SET PROBLEM:
Copy out, word for word, the stretch from the start of the items through the line that contains "116], [221, 109]]".

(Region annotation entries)
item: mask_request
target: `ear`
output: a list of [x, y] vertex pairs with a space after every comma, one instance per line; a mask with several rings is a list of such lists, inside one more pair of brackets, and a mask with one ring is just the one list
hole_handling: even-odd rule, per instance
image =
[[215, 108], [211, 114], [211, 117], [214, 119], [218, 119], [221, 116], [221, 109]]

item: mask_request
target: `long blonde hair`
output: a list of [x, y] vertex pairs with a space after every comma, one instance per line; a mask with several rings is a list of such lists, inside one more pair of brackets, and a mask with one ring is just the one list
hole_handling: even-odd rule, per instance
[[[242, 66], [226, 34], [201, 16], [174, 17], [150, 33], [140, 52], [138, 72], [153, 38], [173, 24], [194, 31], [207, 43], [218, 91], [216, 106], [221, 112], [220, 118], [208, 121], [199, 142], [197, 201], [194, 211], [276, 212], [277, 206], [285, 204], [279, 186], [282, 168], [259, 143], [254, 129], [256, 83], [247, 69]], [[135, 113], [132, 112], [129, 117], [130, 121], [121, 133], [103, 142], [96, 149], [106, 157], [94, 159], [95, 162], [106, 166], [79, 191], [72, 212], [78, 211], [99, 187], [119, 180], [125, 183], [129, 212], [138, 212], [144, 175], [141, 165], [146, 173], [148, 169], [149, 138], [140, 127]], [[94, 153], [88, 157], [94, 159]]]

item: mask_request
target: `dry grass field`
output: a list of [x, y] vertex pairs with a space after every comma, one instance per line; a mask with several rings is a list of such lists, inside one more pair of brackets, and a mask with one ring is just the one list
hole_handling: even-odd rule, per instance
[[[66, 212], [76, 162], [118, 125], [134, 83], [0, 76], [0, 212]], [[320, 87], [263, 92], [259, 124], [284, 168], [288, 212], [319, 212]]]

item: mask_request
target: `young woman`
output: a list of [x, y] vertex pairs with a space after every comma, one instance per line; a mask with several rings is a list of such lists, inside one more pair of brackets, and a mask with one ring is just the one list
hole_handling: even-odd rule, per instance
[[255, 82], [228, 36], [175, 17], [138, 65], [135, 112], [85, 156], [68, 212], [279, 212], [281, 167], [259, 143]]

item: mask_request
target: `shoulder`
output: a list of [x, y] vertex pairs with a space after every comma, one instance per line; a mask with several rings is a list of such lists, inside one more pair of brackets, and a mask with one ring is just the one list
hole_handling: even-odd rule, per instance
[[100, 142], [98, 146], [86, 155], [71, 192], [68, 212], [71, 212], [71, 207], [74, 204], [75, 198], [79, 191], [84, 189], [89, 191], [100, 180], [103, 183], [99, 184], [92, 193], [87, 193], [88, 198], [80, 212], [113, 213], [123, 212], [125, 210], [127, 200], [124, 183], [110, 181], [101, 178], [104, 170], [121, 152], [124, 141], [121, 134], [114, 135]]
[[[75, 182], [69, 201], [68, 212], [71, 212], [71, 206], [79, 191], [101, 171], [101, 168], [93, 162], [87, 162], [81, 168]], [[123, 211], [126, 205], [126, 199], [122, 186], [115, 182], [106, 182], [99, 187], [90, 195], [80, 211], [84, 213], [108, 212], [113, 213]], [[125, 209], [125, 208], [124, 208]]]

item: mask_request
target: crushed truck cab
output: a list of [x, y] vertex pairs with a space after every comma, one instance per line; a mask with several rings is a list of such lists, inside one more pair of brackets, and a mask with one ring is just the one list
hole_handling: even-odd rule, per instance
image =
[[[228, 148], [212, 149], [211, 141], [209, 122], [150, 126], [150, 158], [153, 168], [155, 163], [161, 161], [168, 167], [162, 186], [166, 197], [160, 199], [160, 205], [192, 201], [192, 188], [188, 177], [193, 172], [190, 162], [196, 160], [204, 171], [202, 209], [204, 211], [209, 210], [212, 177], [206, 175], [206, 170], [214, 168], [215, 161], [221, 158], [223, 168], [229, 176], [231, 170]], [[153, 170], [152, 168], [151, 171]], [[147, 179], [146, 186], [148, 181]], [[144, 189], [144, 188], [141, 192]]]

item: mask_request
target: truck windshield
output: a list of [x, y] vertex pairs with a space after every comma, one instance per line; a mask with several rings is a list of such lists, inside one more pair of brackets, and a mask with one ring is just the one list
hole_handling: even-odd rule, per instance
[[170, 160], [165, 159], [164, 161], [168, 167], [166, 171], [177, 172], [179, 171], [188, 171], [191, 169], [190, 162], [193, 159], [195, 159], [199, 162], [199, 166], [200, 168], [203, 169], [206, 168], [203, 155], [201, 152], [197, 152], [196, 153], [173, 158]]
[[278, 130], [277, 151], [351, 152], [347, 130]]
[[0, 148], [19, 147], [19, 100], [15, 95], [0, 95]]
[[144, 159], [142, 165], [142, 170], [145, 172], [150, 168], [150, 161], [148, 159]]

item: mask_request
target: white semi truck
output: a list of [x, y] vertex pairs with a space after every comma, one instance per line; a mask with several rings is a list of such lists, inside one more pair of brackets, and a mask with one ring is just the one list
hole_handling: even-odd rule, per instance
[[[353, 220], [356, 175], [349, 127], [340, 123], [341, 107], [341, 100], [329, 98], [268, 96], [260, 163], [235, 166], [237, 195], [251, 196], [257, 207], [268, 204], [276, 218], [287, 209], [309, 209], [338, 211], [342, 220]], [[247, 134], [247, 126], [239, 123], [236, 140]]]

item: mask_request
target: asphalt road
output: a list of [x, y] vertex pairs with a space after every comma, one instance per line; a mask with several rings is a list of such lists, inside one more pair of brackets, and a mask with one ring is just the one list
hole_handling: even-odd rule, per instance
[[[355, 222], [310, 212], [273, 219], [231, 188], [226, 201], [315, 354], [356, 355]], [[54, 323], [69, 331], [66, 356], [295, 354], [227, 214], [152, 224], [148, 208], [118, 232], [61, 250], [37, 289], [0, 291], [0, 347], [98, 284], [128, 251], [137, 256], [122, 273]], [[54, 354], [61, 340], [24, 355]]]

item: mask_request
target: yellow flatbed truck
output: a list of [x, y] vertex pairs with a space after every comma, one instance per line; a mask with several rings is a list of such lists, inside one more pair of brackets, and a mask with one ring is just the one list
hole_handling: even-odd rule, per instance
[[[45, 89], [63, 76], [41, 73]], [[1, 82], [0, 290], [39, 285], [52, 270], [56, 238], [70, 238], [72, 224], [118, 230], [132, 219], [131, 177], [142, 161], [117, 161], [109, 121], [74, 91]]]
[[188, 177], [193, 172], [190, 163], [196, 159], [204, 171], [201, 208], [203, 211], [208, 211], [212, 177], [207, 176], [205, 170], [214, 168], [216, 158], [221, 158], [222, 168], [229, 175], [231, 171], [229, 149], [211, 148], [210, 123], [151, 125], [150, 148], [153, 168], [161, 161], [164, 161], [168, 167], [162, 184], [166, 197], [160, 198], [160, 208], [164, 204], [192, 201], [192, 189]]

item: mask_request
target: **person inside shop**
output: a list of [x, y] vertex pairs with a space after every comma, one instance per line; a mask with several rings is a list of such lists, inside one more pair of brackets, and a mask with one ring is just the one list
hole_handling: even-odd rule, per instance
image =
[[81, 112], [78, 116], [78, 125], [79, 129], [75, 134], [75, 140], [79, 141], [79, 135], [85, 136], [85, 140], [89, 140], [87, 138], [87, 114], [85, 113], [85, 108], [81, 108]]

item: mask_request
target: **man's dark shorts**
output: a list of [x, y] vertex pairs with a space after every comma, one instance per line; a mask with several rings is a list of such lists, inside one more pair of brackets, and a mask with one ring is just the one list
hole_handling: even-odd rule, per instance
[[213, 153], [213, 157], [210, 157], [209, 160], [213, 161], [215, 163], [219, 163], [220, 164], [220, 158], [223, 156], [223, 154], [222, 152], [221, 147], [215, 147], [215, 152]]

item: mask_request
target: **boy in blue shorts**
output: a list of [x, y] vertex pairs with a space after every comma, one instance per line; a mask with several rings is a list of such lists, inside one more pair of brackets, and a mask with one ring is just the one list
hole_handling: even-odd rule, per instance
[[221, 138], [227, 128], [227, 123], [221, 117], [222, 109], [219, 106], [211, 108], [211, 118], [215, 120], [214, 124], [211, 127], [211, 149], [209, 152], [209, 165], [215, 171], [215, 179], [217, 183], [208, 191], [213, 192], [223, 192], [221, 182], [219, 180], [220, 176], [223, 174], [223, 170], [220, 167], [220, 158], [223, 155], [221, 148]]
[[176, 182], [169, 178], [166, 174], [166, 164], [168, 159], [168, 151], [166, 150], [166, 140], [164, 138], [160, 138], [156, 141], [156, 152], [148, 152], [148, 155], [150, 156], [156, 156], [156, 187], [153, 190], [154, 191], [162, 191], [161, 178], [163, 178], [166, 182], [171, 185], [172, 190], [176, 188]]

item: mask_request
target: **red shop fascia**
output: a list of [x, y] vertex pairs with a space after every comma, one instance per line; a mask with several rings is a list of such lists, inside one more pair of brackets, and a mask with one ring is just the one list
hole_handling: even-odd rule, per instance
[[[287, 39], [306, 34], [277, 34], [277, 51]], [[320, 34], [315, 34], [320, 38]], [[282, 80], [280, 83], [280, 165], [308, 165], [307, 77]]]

THE OUTPUT:
item: mask_request
target: `ear`
output: a list of [x, y] vertex pairs with a space after every comma, one instance per line; a mask with several rings is a list of such lists, inside one more pair of brackets, and a mask with one ring is just the one list
hole_handling: even-odd rule, per instance
image =
[[215, 108], [211, 114], [211, 117], [214, 119], [218, 119], [221, 116], [221, 109]]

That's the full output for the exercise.